Only the lines from the top of the records below through the line containing "x=550 y=909" should be printed, exactly and without pictures.

START DATA SUPPLIED

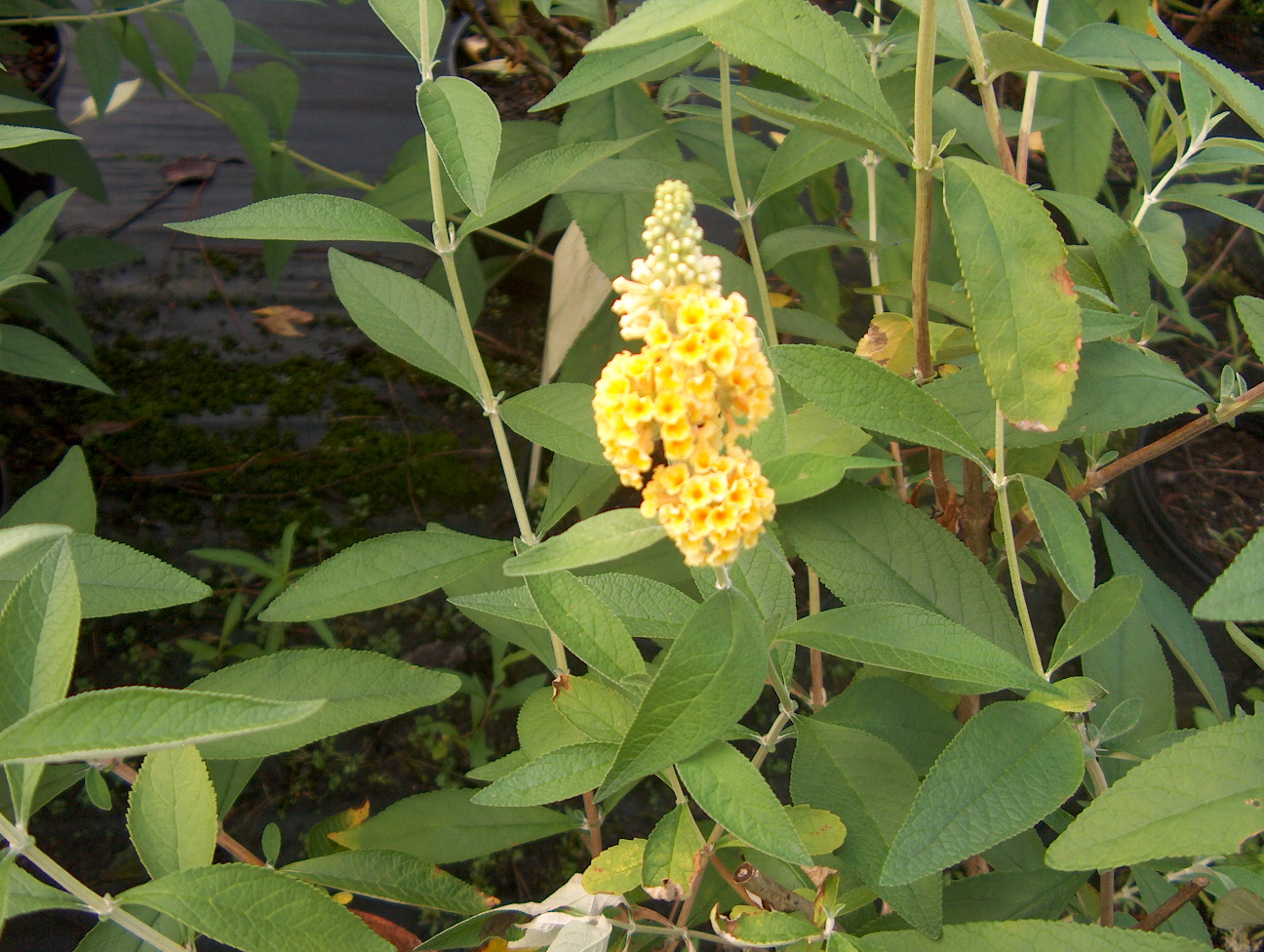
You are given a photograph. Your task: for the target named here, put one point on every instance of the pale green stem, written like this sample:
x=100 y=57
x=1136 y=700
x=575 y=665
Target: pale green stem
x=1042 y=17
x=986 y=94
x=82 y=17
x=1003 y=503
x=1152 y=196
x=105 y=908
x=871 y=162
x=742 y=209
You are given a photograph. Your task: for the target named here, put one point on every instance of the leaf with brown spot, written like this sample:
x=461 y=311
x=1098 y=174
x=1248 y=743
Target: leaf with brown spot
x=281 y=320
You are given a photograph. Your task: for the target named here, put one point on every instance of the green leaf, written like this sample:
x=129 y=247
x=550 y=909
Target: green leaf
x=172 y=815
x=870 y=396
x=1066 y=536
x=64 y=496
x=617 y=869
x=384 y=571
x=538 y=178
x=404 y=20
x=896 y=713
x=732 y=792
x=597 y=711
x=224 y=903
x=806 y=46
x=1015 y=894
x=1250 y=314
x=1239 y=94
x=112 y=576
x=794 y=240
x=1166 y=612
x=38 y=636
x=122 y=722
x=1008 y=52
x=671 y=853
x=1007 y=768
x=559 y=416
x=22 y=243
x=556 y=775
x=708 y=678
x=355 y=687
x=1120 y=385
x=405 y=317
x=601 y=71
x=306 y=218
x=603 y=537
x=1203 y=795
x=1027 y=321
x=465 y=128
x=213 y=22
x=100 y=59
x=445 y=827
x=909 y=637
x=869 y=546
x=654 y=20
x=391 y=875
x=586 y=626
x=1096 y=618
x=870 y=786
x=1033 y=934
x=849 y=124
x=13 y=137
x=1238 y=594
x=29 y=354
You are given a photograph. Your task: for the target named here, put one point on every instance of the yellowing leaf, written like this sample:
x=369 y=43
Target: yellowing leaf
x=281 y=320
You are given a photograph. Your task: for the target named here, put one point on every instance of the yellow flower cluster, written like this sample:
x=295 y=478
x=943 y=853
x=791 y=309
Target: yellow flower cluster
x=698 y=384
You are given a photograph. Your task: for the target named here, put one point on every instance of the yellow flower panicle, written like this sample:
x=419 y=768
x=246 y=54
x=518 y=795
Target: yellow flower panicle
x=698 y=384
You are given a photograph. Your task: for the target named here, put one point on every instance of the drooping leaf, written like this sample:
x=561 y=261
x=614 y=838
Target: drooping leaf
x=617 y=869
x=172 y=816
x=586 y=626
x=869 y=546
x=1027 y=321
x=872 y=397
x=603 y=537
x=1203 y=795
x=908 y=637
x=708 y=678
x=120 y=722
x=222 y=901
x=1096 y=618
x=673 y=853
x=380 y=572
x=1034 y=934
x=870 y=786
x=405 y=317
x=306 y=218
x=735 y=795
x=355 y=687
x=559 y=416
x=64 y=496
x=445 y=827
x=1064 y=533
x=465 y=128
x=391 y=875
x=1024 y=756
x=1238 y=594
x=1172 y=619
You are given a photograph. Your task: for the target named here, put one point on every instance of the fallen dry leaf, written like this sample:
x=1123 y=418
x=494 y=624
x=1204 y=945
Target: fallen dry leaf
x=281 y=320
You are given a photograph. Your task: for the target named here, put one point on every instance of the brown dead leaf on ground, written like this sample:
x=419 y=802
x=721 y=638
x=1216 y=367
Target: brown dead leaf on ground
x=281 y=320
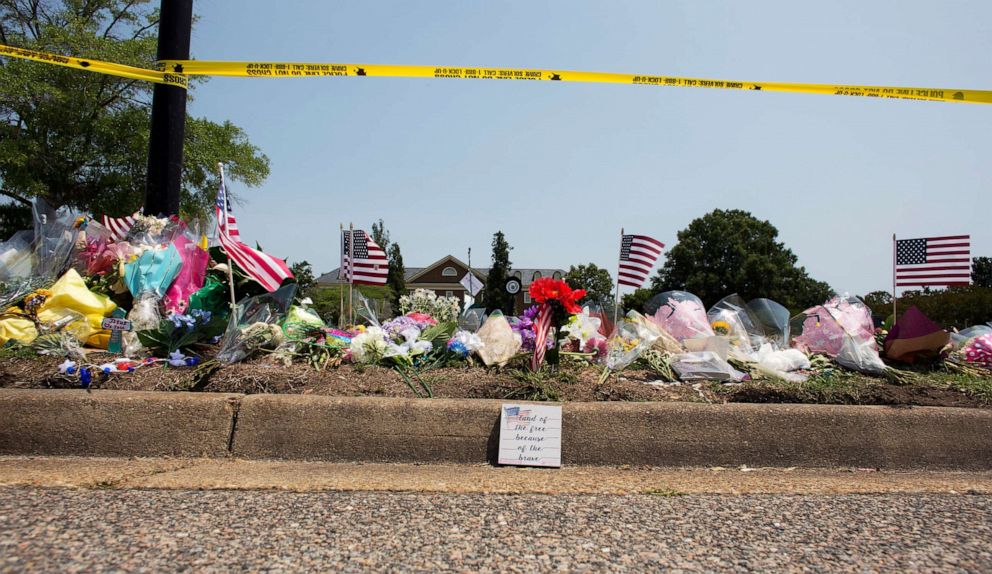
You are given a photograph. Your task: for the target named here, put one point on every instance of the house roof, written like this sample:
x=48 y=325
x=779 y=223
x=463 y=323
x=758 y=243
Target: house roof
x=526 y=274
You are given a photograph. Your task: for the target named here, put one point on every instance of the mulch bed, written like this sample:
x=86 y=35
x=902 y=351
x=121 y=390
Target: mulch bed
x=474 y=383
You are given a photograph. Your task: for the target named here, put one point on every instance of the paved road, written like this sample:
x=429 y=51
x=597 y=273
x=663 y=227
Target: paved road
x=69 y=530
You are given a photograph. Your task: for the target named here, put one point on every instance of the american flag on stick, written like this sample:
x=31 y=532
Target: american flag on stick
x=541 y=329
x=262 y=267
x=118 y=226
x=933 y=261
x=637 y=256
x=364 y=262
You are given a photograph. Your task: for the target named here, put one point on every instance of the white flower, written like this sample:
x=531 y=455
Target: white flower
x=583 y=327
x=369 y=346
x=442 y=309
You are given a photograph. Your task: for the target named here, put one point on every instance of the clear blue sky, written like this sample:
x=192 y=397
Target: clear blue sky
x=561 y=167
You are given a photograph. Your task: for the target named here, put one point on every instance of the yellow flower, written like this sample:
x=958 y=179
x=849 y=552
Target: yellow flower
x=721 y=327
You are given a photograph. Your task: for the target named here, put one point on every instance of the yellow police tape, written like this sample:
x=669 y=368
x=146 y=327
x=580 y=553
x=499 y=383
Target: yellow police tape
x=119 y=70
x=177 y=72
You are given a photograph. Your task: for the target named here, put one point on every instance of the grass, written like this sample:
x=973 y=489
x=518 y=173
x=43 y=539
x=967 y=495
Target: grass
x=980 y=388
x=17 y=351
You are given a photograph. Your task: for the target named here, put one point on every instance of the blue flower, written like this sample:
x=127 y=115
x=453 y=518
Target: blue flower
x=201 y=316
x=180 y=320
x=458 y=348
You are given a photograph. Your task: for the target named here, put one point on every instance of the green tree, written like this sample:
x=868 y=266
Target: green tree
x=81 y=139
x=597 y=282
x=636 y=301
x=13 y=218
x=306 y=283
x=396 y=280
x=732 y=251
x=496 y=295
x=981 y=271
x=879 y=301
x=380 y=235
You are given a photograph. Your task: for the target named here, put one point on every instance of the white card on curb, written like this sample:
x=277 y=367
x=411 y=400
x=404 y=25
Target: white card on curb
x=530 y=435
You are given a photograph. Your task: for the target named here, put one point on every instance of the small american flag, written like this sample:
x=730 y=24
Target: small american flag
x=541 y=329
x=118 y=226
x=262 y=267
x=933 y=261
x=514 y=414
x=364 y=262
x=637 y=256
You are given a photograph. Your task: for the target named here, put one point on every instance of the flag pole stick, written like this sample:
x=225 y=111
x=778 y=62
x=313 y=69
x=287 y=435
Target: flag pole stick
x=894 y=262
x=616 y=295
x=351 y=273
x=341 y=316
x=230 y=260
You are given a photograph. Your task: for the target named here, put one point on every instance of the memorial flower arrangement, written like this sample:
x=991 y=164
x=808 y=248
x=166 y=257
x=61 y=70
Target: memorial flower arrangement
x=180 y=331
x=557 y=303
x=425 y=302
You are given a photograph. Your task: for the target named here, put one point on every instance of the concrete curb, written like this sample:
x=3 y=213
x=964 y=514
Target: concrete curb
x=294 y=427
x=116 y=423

END DATA SUPPLIED

* _COMPLETED EXERCISE_
You are given a photograph. Your task: for the target named here, put one point on every instance of the pale green stem, written like this sample:
x=100 y=57
x=1136 y=700
x=575 y=665
Target: pale green stem
x=1042 y=17
x=986 y=94
x=82 y=17
x=1003 y=503
x=1152 y=196
x=105 y=908
x=871 y=162
x=742 y=209
You are given a photograph. Your task: for the target named here, put one point on every instance of the leaf with brown spot, written like this sample:
x=461 y=311
x=1098 y=174
x=1248 y=743
Target: leaf with brown spot
x=281 y=320
You are given a photograph. Your task: for the target named here, put one point on every instance of the green leaf, written like this sample:
x=129 y=247
x=550 y=909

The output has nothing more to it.